Quote the listing below in full and exactly as written, but omit every picture.
** START Dataset records **
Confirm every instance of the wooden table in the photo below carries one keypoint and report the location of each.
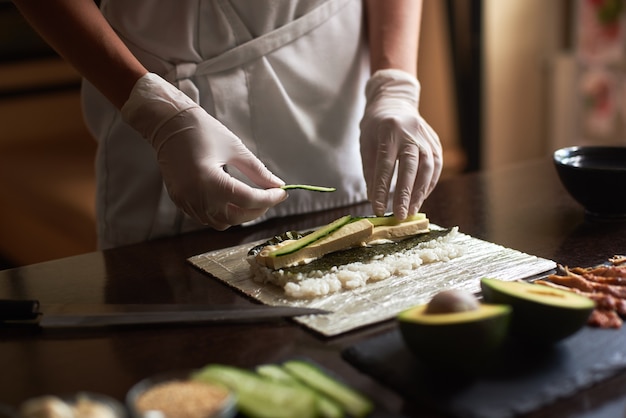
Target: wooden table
(522, 207)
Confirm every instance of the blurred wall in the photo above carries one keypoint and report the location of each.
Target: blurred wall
(522, 43)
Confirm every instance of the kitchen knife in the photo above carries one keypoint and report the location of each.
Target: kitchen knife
(31, 312)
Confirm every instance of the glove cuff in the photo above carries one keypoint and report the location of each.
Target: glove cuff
(152, 102)
(393, 82)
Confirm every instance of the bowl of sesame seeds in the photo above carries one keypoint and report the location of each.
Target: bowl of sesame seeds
(176, 395)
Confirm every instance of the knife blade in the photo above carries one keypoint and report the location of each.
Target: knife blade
(31, 312)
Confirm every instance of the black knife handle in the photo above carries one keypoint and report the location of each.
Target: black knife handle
(18, 310)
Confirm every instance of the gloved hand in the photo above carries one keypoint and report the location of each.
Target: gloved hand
(393, 133)
(192, 150)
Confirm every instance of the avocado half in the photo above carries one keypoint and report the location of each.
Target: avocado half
(457, 341)
(541, 314)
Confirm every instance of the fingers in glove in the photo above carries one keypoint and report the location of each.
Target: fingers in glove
(383, 174)
(253, 168)
(407, 188)
(430, 164)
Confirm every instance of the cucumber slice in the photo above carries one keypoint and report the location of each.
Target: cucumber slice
(308, 187)
(326, 407)
(258, 397)
(312, 237)
(388, 220)
(354, 403)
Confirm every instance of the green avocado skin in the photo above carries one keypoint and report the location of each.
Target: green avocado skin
(463, 347)
(537, 323)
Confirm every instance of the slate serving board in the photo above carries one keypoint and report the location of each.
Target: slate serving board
(522, 381)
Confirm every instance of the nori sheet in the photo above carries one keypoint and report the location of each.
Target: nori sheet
(352, 255)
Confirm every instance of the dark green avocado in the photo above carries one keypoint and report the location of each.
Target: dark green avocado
(455, 341)
(541, 314)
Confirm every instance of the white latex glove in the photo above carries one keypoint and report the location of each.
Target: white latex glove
(193, 149)
(393, 133)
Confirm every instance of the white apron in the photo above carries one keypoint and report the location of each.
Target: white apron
(286, 76)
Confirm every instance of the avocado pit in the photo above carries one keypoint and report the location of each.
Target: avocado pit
(450, 301)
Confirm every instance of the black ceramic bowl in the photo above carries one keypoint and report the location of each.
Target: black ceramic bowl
(595, 176)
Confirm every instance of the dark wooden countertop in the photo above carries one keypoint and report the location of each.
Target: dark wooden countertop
(522, 207)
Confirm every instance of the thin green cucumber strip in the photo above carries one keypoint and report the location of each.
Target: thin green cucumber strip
(356, 404)
(258, 397)
(308, 187)
(312, 237)
(326, 407)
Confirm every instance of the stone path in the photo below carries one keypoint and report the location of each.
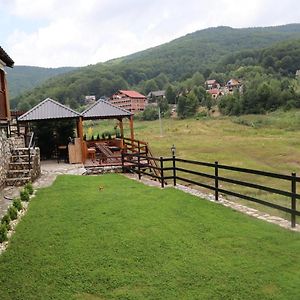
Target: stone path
(49, 172)
(222, 201)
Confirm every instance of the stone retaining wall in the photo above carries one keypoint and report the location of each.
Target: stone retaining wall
(5, 146)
** END Dataset records **
Solved problem.
Confirm every instance of the wooden table in the photo below carries one keypoint and report the location of each.
Target: wooden table
(522, 207)
Confirm every instance of the blurred wall in the photo above carries one keypoint and report the location of each.
Target: blurred wall
(522, 43)
Confirm every instance of the kitchen knife in the photo above carries one keypoint and report the location of each.
Target: kitchen knife
(31, 312)
Confirm every instance of the glove cuff in the photo above carries one keypoint and report the location of each.
Target: glove cuff
(152, 102)
(393, 82)
Confirm every instance of the bowl of sesame seeds in the photo above carries one keypoint and report the location of each.
Target: bowl of sesame seeds
(176, 395)
Confirm every instance of the knife blade in the photo above carries one keypoint and report the location of each.
Target: knife blade
(31, 312)
Confirm every instance of the black knife handle in the photo above carries one keypoint and report the location of each.
Target: black knife handle
(18, 310)
Confirm every instance of the gloved hand in the photo above carries one keypoint and report the location of each.
Target: gloved hand
(393, 133)
(192, 150)
Confirm every instance of the avocado half in the photo above carries one keypoint and report the location of each.
Target: avocado half
(457, 341)
(541, 314)
Confirm every instance of the fingers in glove in the photo above carries one keypoint and report the location of each.
Target: fingers in glove
(383, 174)
(253, 168)
(407, 188)
(430, 164)
Confirm every instance of the cucumber slice in the photo above carries one keypoint and report the location of each.
Target: cucumber slice
(308, 187)
(326, 407)
(258, 397)
(312, 237)
(388, 220)
(354, 403)
Confirm every instance of the green avocado skin in the photo above carries one keypoint and report the location of each.
Target: green avocado skin
(463, 347)
(537, 323)
Confirm every instance of the slate serving board in the photo above carries one keypoint and report the location of each.
Target: slate serving board
(522, 381)
Confirm every instance of the nori sheet in the photo above carries one keypoint and report the location of each.
Target: nori sheet
(352, 255)
Confirm every instance of the dark green avocado in the photo above carries one keypoint and report the location of each.
Target: dark green avocado
(455, 341)
(541, 314)
Confirm every instance of the white latex glove in the photo above carries one keypoint and report the location of each.
Target: white latex glove
(193, 149)
(393, 133)
Confirm every instance of the white apron in the photo above carries one keypoint and report the location of each.
Target: white apron
(286, 76)
Confirm every instance of the avocado pit in the photo above carries one keypoint and report the location of each.
Target: avocado pit
(450, 301)
Confirm every instance of the black ceramic bowl in the photo above carries one keypoint and report the location of each.
Target: black ceramic bowl
(595, 176)
Confirm every instance of the dark wooden countertop in the photo above carries one keypoint and report the location of each.
Target: dark wooden countertop
(522, 207)
Confirm every instance of the thin green cucumber strip in the photo above carries one keypoint and report the location of each.
Target: thin green cucumber strip
(356, 404)
(258, 397)
(308, 187)
(312, 237)
(326, 407)
Confirm every instance of the stone path in the photo below carries one keypoint and report the location of each.
Target: stone path
(49, 172)
(222, 201)
Confirm every instance of the stone retaining wall in the photo above carries one keypoint and report the location of each.
Target: stone retaining wall
(5, 146)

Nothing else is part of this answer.